[页面节选]
基于KDTree的点间距分析

谢晓冬

2024 年 10 月 28 日

364 次浏览

暂无评论

2081字数

二维 python进阶

本文介绍利用KDTree完成最邻近点间距的计算。

最邻近点间距（Nearest Neighbor Distance，NND）是一个能够反映信号点聚集情况的指标，文献中比较常见¹ ² 。

KDTree是一种可以高效处理维空间信息的数据结构，具有二叉搜索树的形态，在结点数n远大于维数时，应用 k-D Tree 的时间效率很好。而我们成像进行空间距离分析，一般就是二维或者三维，所以使用kdtree性价比很高。在python中，scipy就已经提供了封装好的 kdtree 方法，使用起来非常方便。

对三维颗粒质心NND的分析代码如下：

from glob import glob 
import pandas as pd
import numpy as np
from scipy.spatial import KDTree

def get_nearest_distance(points, n_neighbors=1):
    '''计算最近邻间距离 
    points: dataframe对象，必须包含坐标信息，xyz三列都得有
    n_neighbors: 要纳入统计的邻近点数量
    '''
    data = points.copy()

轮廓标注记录
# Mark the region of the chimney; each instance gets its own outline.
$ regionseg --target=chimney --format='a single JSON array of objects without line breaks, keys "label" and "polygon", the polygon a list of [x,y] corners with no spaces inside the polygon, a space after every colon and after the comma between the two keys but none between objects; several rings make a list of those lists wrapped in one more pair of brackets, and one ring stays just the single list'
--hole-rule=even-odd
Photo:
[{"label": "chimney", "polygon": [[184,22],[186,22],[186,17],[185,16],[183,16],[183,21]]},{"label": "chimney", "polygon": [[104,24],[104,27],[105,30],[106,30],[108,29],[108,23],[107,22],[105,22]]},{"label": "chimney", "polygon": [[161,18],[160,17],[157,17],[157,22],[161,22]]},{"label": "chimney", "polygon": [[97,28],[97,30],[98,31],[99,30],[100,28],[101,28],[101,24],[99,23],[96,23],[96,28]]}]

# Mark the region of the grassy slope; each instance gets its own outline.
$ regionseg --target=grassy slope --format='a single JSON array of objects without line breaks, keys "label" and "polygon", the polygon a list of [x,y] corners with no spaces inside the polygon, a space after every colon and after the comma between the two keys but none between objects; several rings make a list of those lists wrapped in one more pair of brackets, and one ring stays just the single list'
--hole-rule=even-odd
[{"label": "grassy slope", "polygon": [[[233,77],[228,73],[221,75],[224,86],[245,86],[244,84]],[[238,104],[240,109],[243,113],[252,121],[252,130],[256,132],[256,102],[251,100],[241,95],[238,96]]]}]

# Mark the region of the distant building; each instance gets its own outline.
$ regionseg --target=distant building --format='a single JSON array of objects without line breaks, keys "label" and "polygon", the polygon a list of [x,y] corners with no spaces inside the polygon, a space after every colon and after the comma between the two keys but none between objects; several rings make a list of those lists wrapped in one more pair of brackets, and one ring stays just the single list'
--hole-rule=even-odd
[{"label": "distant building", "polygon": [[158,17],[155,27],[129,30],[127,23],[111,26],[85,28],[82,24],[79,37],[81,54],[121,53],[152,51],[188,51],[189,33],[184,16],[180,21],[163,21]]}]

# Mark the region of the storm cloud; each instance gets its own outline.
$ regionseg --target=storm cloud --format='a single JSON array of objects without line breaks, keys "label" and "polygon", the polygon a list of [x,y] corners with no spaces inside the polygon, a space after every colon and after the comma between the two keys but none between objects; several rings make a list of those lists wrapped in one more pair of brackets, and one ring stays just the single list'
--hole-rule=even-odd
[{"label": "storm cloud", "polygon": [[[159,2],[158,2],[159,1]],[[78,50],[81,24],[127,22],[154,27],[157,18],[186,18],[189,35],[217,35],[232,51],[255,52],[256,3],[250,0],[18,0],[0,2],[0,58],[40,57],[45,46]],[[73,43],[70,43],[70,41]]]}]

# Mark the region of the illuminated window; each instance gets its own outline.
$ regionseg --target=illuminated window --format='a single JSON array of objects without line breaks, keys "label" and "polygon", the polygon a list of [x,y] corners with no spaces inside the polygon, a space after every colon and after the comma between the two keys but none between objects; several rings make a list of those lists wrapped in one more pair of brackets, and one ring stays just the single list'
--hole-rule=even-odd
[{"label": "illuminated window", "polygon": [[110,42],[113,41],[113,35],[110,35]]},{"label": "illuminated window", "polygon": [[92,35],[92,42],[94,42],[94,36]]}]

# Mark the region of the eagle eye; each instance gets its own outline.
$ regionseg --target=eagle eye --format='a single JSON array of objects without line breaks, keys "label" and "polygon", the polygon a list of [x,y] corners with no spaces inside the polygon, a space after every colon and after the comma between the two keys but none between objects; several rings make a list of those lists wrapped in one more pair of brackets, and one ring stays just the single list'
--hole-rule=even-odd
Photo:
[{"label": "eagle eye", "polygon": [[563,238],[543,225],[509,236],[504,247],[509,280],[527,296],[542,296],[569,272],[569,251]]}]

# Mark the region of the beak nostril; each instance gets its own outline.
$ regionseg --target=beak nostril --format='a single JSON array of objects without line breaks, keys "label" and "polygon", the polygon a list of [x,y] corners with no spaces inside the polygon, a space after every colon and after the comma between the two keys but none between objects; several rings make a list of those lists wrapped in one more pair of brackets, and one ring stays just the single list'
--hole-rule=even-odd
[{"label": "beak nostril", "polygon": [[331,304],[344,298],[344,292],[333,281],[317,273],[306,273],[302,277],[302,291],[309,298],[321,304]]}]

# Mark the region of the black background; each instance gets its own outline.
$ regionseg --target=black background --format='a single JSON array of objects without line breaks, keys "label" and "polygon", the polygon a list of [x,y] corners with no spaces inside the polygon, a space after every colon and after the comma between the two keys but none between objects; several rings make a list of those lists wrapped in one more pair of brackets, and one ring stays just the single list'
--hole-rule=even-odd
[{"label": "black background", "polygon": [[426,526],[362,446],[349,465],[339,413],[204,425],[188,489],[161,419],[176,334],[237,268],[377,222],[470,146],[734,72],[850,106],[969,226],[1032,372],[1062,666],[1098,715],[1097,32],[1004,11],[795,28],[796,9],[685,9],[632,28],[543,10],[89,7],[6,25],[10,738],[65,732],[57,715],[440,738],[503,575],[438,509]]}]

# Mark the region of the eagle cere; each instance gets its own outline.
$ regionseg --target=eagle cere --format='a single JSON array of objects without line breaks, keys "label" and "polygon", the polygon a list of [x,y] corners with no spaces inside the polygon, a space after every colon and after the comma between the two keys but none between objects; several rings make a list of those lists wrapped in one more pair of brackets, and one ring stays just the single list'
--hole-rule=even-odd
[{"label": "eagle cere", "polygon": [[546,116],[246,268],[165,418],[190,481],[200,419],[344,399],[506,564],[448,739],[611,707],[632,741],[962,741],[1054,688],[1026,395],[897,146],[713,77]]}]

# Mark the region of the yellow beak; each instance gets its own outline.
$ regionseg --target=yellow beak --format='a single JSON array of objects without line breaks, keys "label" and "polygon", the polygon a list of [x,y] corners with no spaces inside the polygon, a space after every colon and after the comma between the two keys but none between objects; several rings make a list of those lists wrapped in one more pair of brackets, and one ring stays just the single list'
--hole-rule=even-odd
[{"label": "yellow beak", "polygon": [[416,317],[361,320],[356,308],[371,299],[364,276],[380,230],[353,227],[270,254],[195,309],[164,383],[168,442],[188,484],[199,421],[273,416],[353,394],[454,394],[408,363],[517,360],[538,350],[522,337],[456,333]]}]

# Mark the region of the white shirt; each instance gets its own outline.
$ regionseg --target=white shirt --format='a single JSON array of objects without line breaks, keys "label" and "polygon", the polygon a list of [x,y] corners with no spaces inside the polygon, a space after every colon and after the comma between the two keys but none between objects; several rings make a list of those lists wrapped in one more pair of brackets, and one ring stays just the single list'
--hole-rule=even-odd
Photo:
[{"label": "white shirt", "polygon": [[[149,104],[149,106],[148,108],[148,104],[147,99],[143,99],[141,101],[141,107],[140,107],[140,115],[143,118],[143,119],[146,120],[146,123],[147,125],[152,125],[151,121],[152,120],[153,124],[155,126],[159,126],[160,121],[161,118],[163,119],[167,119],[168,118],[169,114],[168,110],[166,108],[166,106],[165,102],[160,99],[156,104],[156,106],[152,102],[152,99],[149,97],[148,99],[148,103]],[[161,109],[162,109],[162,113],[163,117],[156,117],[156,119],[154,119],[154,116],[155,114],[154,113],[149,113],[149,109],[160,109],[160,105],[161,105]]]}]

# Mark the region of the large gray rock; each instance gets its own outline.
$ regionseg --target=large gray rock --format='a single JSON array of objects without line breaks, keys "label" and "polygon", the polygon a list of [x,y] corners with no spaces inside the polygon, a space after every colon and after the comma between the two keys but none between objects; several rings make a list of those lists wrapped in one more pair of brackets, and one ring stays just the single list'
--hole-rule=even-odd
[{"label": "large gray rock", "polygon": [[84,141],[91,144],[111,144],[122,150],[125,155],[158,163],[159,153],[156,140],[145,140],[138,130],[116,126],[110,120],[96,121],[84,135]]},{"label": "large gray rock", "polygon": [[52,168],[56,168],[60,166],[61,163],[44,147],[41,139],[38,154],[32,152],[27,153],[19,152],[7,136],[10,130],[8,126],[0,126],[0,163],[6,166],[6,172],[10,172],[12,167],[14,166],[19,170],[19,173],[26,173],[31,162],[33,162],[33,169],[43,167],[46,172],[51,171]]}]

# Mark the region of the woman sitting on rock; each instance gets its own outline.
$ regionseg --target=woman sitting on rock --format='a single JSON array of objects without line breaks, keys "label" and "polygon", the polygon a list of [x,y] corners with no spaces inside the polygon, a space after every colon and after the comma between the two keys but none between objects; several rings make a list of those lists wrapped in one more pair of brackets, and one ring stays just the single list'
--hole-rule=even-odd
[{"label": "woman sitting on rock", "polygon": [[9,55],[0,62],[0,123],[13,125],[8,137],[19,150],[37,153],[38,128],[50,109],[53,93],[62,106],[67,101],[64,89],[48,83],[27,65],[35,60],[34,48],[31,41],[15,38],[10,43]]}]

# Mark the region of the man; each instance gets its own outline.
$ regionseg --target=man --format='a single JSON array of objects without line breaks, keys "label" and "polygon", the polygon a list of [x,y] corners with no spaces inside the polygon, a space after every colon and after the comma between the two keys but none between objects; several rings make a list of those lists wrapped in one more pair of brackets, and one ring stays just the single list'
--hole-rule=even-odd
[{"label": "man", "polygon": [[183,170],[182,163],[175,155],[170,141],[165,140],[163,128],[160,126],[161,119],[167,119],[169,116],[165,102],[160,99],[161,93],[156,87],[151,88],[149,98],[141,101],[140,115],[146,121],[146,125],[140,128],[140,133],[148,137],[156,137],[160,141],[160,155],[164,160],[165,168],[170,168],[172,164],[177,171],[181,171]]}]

[问题 1] 根据页面节选，最邻近点间距的英文全称是什么？
[问题 2] 请将页面节选中从“对三维颗粒质心NND的分析代码如下：”往下一直到“data = points.copy()”的全部文字逐字重新录入一遍。

[完整回答 1] Nearest Neighbor Distance，缩写为NND。

[完整回答 2]
对三维颗粒质心NND的分析代码如下：

from glob import glob 
import pandas as pd
import numpy as np
from scipy.spatial import KDTree

def get_nearest_distance(points, n_neighbors=1):
    '''计算最近邻间距离 
    points: dataframe对象，必须包含坐标信息，xyz三列都得有
    n_neighbors: 要纳入统计的邻近点数量
    '''
    data = points.copy()